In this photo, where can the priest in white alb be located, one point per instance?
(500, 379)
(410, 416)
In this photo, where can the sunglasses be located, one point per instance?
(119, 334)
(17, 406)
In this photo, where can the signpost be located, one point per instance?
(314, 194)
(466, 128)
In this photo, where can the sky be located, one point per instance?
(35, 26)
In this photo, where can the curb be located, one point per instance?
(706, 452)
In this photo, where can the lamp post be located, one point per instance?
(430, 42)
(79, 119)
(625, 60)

══════

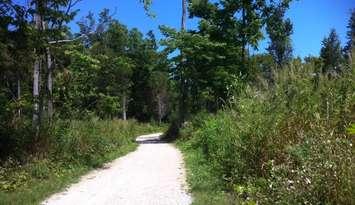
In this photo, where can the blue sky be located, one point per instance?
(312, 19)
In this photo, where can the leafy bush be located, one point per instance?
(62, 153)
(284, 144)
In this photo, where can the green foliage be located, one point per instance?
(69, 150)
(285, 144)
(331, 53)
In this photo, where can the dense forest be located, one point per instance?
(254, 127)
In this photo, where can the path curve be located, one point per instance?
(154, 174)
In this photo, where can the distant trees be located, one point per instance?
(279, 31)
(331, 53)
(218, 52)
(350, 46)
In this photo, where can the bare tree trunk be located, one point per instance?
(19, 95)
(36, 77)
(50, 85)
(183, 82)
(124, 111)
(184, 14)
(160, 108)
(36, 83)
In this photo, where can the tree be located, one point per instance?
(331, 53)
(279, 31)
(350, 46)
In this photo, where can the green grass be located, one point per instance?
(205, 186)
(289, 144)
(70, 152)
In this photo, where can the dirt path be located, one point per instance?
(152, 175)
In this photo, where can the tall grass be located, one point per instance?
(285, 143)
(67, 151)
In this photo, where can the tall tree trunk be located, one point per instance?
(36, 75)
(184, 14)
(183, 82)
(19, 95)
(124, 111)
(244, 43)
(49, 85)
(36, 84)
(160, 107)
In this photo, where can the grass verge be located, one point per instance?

══════

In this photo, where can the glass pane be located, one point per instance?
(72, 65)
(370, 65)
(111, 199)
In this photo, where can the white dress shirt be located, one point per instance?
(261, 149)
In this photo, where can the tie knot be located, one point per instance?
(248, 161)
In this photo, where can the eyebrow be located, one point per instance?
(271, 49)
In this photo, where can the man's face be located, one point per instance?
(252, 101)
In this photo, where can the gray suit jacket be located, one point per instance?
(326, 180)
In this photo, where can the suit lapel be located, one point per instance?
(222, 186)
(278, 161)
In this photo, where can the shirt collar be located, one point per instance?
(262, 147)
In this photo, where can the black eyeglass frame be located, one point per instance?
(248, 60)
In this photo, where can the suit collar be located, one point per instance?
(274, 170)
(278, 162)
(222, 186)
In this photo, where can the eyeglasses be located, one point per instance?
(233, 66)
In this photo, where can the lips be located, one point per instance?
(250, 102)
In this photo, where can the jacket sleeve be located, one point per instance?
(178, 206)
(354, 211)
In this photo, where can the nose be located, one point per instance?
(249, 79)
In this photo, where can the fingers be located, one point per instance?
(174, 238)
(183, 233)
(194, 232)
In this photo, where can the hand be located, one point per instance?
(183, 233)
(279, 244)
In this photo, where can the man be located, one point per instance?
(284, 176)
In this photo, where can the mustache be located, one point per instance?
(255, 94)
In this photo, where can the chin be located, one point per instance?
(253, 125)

══════

▶ Activity
Everything from the line containing "In this photo, where can the green grass" through the line containing "In this photo, where can the grass" in the material above should be retyped exactly, both ends included, and nothing more.

▶ Result for this task
In this photo, where can the green grass be located, one point per instance?
(205, 186)
(289, 144)
(70, 152)
In this photo, where can the dirt path be located, one point per instance?
(152, 175)
In this photo, where can the tall grass be located, one point per instance?
(285, 143)
(67, 151)
In this photo, where can the tall tree trunk be located, one point per instance?
(36, 75)
(184, 14)
(183, 82)
(19, 95)
(124, 111)
(244, 43)
(49, 85)
(36, 84)
(160, 107)
In this photo, where can the grass verge be located, one point per instance?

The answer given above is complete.